Didn't realize they had dropped that, but I can understand why.


----------



## Jwind (Mar 1, 2006)

Harold said:


> Any lock can be defeated. This is no different than locks to secure your bike on a rack outside. Given the right tools and time, it's gone.


Now that we got the obvious out of the way...

My point is a basic hitch pin is pathetic. A U Lock or similar is enough piece of mind for me. It's gonna lock a whole lot more suspicious if the thief breaks out an axe grinder. The thefts that have taken place around the metro have all been factory default secured.


----------



## Harold (Dec 23, 2003)

Jwind said:


> It's gonna lock a whole lot more suspicious if the thief breaks out an axe grinder.


Plenty of vids out there showing bike thieves doing just that in the middle of a crowd and nobody gives a ****.


----------



## stremf (Dec 7, 2012)

Nobody cares. Except one person. Which doesn't do any good.






Another. At least an intervention of one person led to the arrival of police. This was in the crowded city of NYC. Note that it took 9 minutes with a angle grinder. An average joe thief would've been long gone by then.


----------



## ApolloMike (Nov 5, 2014)

Weld the rack to the receiver, and the receiver to the frame/subframe. Then only the most stubborn of thieves will spend the time and effort to steal it. Probably just take the whole truck instead.

------------------------------

__To-do list__:
- 1) Do these statements agree with the forum thread about bike rack theft? Answer yes or no for each and quote the words that settle it. (a) Jwind thinks a basic hitch pin gives enough protection. (b) stremf says the angle grinder job in NYC took 9 minutes. (c) ApolloMike suggests welding the rack to the receiver.
- 2) Carry on the forum thread about bike rack theft from its last post.

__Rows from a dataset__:

------------------------------

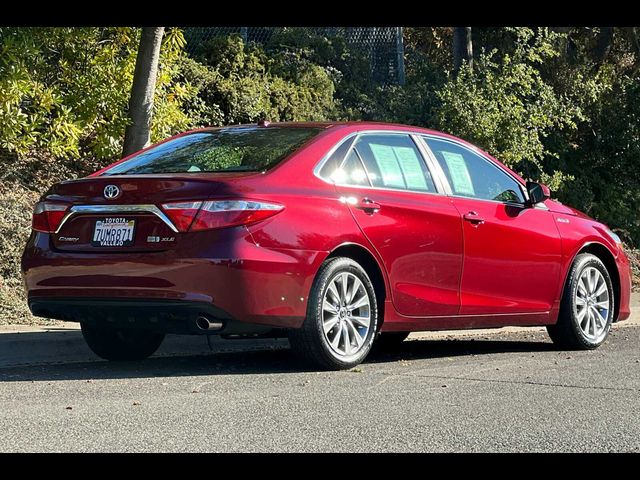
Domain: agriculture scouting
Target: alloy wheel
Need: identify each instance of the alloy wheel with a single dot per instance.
(346, 314)
(592, 304)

------------------------------

__Answers in order__:
- 1)
(a) No: "My point is a basic hitch pin is pathetic."
(b) Yes: "Note that it took 9 minutes with a angle grinder."
(c) Yes: "Weld the rack to the receiver, and the receiver to the frame/subframe."

- 2)
Sent from my iPhone using Tapatalk


----------



## flipnidaho (Aug 10, 2004)

Jwind said:


> I live Denver. We have a strong cycling community as such we have a strong bike theft community. Thieves know bikes are expensive and now racks! There has been a rash of stolen hitch racks from our local trails. I was unlucky enough to be one of the victims.
> 
> No back in the market for a hitch rack. Frankly, I'm more than happy to spend $$$ on a nice rack that i can LOCK to my car and not just the silly lock pin - that is just not enough. My hitch has a loop on it. I'd like to U lock my rack to the car via this. I've seen this done on 1up racks. Problem is in my case I have 1 1/4 receiver so I can get the single rack + addon only. The "add on rack" appears to just bold on via allens? Seems rather easy to rip off?


I've seen people put another u-lock from the single to the add on.


----------



## Shakester (Jun 26, 2012)

If an experience thief wants to steal something, they'll usually find a way regardless of what security measures you've installed. To deter these idiots, you usually have to goto the extreme. If my rack ever got stolen and I was pissed off enough, I'd just bring it to someone and have it welded to my hitch along with a lock.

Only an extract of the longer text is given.